===== PAGE =====
Figure 8-30. - Radial tire construction.
A major disadvantage of the radial ply tire is that it produces a harder ride at low speeds. The stiff tread does NOT give or flex as much on rough road surfaces.
There is important information on the sidewall of a tire. Typically, you'll find UTQG (Uniform Tire Quality Grading) ratings for treadwear, traction, and temperature. Also, you will also find the tire size, load index and speed rating, and inflation pressure. It is important that you understand these tire markings.
Tire size on the sidewall of a tire is given in a letter-number sequence. There are two common size designations (fig. 8-31) - alphanumeric (conventional measuring system) and P-metric (metric measuring system).
The alphanumeric tire size rating system, as shown in figure 8-31, uses letters and numbers to denote tire size in inches and load-carrying capacity in pounds. The letter G indicates the load and size relationship. The higher the letter the larger the size and load-carrying capability. The letter R designates the radial design of the tire. The first number "78" is the aspect ratio, also known as height-to-width ratio. The last number "15" is the rim diameter in inches.
===== DATASET ROWS =====
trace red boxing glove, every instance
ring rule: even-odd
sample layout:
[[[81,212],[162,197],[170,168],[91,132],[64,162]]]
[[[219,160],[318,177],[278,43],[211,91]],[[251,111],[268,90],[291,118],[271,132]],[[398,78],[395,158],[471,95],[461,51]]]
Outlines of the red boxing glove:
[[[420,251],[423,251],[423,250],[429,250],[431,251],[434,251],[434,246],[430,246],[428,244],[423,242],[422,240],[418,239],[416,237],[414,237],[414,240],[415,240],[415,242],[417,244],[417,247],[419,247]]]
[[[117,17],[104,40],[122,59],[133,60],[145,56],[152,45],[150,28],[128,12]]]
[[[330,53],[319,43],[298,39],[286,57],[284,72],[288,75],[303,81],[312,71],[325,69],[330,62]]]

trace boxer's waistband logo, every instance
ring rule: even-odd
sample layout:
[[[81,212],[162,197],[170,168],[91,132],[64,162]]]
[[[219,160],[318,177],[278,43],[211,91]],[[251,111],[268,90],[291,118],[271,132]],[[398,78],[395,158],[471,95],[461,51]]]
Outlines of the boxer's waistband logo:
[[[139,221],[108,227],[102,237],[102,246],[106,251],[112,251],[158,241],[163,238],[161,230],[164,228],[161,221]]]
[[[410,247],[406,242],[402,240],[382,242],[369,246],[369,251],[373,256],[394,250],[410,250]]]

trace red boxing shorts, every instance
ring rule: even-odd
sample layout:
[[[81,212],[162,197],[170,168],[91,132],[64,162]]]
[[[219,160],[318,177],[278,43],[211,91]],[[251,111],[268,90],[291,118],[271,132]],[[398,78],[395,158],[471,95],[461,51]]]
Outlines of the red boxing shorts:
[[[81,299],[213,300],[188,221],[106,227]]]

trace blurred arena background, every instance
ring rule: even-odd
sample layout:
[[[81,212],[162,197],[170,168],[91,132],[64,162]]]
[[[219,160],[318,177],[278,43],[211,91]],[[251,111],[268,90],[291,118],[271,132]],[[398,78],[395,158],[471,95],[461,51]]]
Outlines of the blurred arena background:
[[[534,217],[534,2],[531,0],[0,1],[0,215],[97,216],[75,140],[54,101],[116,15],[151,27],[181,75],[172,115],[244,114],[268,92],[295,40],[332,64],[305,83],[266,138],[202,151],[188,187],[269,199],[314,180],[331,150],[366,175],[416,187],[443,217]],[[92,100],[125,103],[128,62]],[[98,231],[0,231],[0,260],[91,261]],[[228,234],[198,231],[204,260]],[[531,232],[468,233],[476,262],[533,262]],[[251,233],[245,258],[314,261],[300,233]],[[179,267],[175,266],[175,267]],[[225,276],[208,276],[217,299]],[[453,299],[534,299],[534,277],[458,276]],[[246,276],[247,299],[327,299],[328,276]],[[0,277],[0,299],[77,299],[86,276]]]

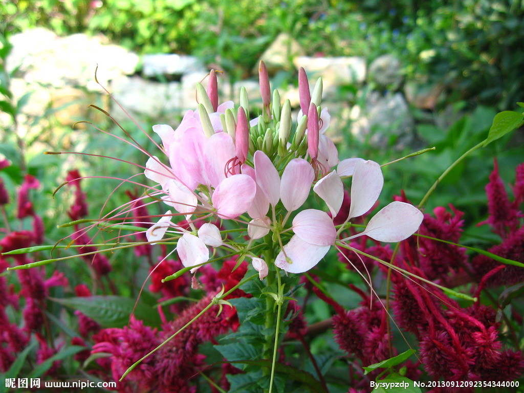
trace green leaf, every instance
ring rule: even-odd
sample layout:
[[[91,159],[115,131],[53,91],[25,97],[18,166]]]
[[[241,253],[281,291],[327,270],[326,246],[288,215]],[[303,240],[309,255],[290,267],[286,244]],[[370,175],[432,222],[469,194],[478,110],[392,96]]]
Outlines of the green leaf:
[[[497,113],[493,119],[493,124],[489,129],[488,137],[484,141],[484,146],[501,138],[508,133],[524,124],[524,114],[512,111],[504,111]]]
[[[405,352],[402,352],[401,354],[397,355],[396,356],[391,357],[389,359],[386,359],[382,362],[379,362],[378,363],[375,363],[374,364],[372,364],[367,367],[363,367],[363,368],[365,370],[364,372],[364,375],[367,374],[368,373],[374,371],[377,368],[388,368],[393,366],[396,366],[397,364],[400,364],[402,362],[407,360],[410,356],[413,355],[415,353],[414,350],[408,350]]]
[[[72,356],[75,354],[78,353],[81,351],[84,351],[85,349],[85,347],[80,346],[80,345],[73,345],[72,346],[65,348],[35,367],[32,372],[29,374],[29,378],[38,378],[41,376],[46,371],[51,368],[54,362]]]
[[[376,384],[373,393],[422,393],[420,388],[415,386],[413,381],[406,377],[393,374],[384,379],[374,383]]]
[[[36,340],[33,341],[26,347],[26,348],[24,351],[18,354],[18,356],[16,357],[16,359],[15,359],[13,364],[11,365],[11,367],[5,374],[6,379],[8,378],[16,378],[18,376],[18,374],[20,373],[20,370],[22,369],[24,365],[26,364],[26,358],[27,357],[27,355],[29,352],[38,346],[38,342]]]
[[[134,299],[123,296],[94,296],[51,300],[78,310],[104,328],[121,328],[127,324],[135,307]],[[159,324],[156,310],[139,303],[134,315],[153,326]]]

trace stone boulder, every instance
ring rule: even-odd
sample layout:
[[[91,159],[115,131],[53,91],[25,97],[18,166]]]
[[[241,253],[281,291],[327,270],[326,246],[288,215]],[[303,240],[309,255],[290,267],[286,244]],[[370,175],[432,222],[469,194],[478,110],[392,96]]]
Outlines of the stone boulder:
[[[372,92],[366,97],[365,106],[353,106],[350,117],[353,136],[373,146],[392,145],[401,149],[413,140],[414,120],[400,93],[383,95]]]
[[[398,90],[404,80],[400,60],[391,54],[377,57],[369,65],[368,80],[379,89]]]

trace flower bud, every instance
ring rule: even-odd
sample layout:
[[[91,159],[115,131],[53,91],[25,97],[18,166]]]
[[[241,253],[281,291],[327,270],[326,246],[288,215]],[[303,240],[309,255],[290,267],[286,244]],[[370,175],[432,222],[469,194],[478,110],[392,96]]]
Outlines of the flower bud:
[[[240,106],[244,108],[246,115],[249,114],[249,101],[247,99],[247,90],[243,86],[240,89]]]
[[[291,130],[291,104],[289,100],[286,100],[282,106],[280,122],[278,140],[280,145],[285,146]]]
[[[199,105],[203,105],[208,113],[213,113],[215,112],[213,110],[213,105],[211,104],[211,100],[208,96],[208,93],[202,85],[202,83],[199,82],[196,84],[196,101]]]
[[[237,158],[242,163],[244,163],[246,162],[249,148],[249,124],[242,106],[238,107],[237,120],[235,148]]]
[[[291,146],[293,150],[298,148],[300,145],[300,143],[304,137],[305,133],[305,129],[308,128],[308,116],[303,116],[298,121],[298,124],[297,125],[297,130],[295,131],[294,137],[293,139],[293,144]]]
[[[207,97],[207,96],[206,97]],[[209,97],[208,99],[209,99]],[[198,104],[198,114],[200,116],[200,123],[202,124],[202,128],[204,129],[204,134],[206,137],[210,138],[215,133],[215,130],[213,128],[209,115],[208,114],[208,111],[205,110],[203,104]]]
[[[311,158],[319,155],[319,114],[313,102],[308,112],[308,152]]]
[[[241,107],[242,107],[241,106]],[[245,108],[244,108],[244,110],[245,110]],[[236,138],[236,122],[235,121],[235,113],[231,108],[228,108],[226,110],[225,118],[226,127],[227,127],[227,134],[233,138],[233,141],[234,143]]]
[[[313,93],[311,94],[311,102],[315,104],[315,106],[320,105],[320,102],[322,100],[322,79],[319,78],[316,80],[315,83],[315,87],[313,89]]]
[[[273,90],[273,119],[275,122],[280,119],[280,94],[276,89]]]
[[[214,70],[210,71],[206,92],[213,107],[213,112],[216,112],[219,107],[219,85],[216,81],[216,72]]]
[[[304,115],[308,113],[311,96],[309,92],[309,82],[303,67],[298,69],[298,95],[300,99],[300,109]]]

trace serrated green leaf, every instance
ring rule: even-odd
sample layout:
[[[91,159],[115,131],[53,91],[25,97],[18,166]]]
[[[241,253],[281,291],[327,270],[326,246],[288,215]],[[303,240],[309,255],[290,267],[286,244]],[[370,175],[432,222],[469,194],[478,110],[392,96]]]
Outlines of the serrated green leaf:
[[[402,352],[401,354],[397,355],[396,356],[394,356],[389,359],[386,359],[382,362],[379,362],[378,363],[375,363],[374,364],[372,364],[366,367],[363,367],[363,368],[365,370],[364,374],[365,375],[368,373],[374,371],[377,368],[387,368],[388,367],[392,367],[393,366],[396,366],[397,364],[400,364],[402,362],[407,360],[414,353],[415,351],[414,350],[408,350],[405,352]]]
[[[50,298],[61,304],[78,310],[104,328],[121,328],[127,324],[135,301],[123,296],[94,296],[64,299]],[[159,324],[158,313],[139,303],[135,315],[149,324]]]
[[[501,138],[509,132],[524,124],[524,114],[512,111],[504,111],[497,113],[493,119],[493,124],[489,128],[488,137],[484,146]]]
[[[24,351],[18,354],[18,356],[16,357],[15,361],[11,365],[11,367],[9,367],[5,374],[6,379],[8,378],[16,378],[18,376],[20,370],[22,369],[24,365],[26,364],[26,358],[27,357],[27,355],[29,352],[38,346],[38,342],[36,341],[33,341],[26,347]]]
[[[62,360],[67,357],[72,356],[75,354],[78,353],[81,351],[84,351],[85,347],[80,345],[73,345],[67,347],[62,350],[57,354],[55,354],[52,356],[47,359],[43,362],[37,366],[29,375],[29,378],[38,378],[44,374],[49,370],[51,366],[53,365],[53,363],[56,361]]]

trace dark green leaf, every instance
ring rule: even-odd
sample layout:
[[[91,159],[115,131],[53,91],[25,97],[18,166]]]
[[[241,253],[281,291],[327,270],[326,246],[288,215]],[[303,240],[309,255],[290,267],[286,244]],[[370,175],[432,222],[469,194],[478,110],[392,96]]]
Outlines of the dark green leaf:
[[[72,356],[75,354],[78,353],[81,351],[85,349],[85,347],[80,345],[73,345],[68,347],[60,351],[57,354],[55,354],[52,356],[47,359],[45,362],[37,366],[29,375],[29,378],[38,378],[44,374],[49,370],[51,366],[53,365],[53,363],[56,361],[62,360],[67,357]]]
[[[524,123],[524,114],[512,111],[504,111],[497,113],[493,119],[488,137],[484,146],[501,138],[509,132],[517,128]]]
[[[367,367],[363,367],[363,368],[365,370],[364,372],[364,375],[367,374],[368,373],[374,371],[377,368],[388,368],[388,367],[392,367],[393,366],[396,366],[397,364],[400,364],[402,362],[407,360],[410,356],[415,353],[414,350],[408,350],[405,352],[402,352],[401,354],[397,355],[396,356],[394,356],[389,359],[386,359],[382,362],[379,362],[378,363],[375,363],[374,364],[372,364]]]
[[[78,310],[94,320],[104,328],[121,328],[127,324],[135,307],[135,300],[123,296],[89,296],[51,298],[61,304]],[[152,309],[139,303],[135,315],[149,324],[158,324],[158,313]]]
=====
• **TO DO**:
1 - Do these statements agree with the tire passage? Answer yes or no for each and quote the words of the passage that decide it. (a) Radial ply tires give a harder ride at low speeds. (b) In the alphanumeric system, the letter R gives the rim diameter. (c) The P-metric designation uses the metric measuring system.
2 - According to the tire passage, which three things do the UTQG ratings on a tire's sidewall cover?
3 - Write out the part of the tire passage that opens with the words "There is important" and closes with "(metric measuring system).", changing "inflation pressure" to "air pressure".

• **SOLUTIONS TO EACH TASK**:
1 -
(a) Yes: "it produces a harder ride at low speeds"
(b) No: "The letter R designates the radial design of the tire."
(c) Yes: "P-metric (metric measuring system)"

2 - Treadwear, traction, and temperature.

3 -
There is important information on the sidewall of a tire. Typically, you'll find UTQG (Uniform Tire Quality Grading) ratings for treadwear, traction, and temperature. Also, you will also find the tire size, load index and speed rating, and air pressure. It is important that you understand these tire markings.
Tire size on the sidewall of a tire is given in a letter-number sequence. There are two common size designations (fig. 8-31) - alphanumeric (conventional measuring system) and P-metric (metric measuring system).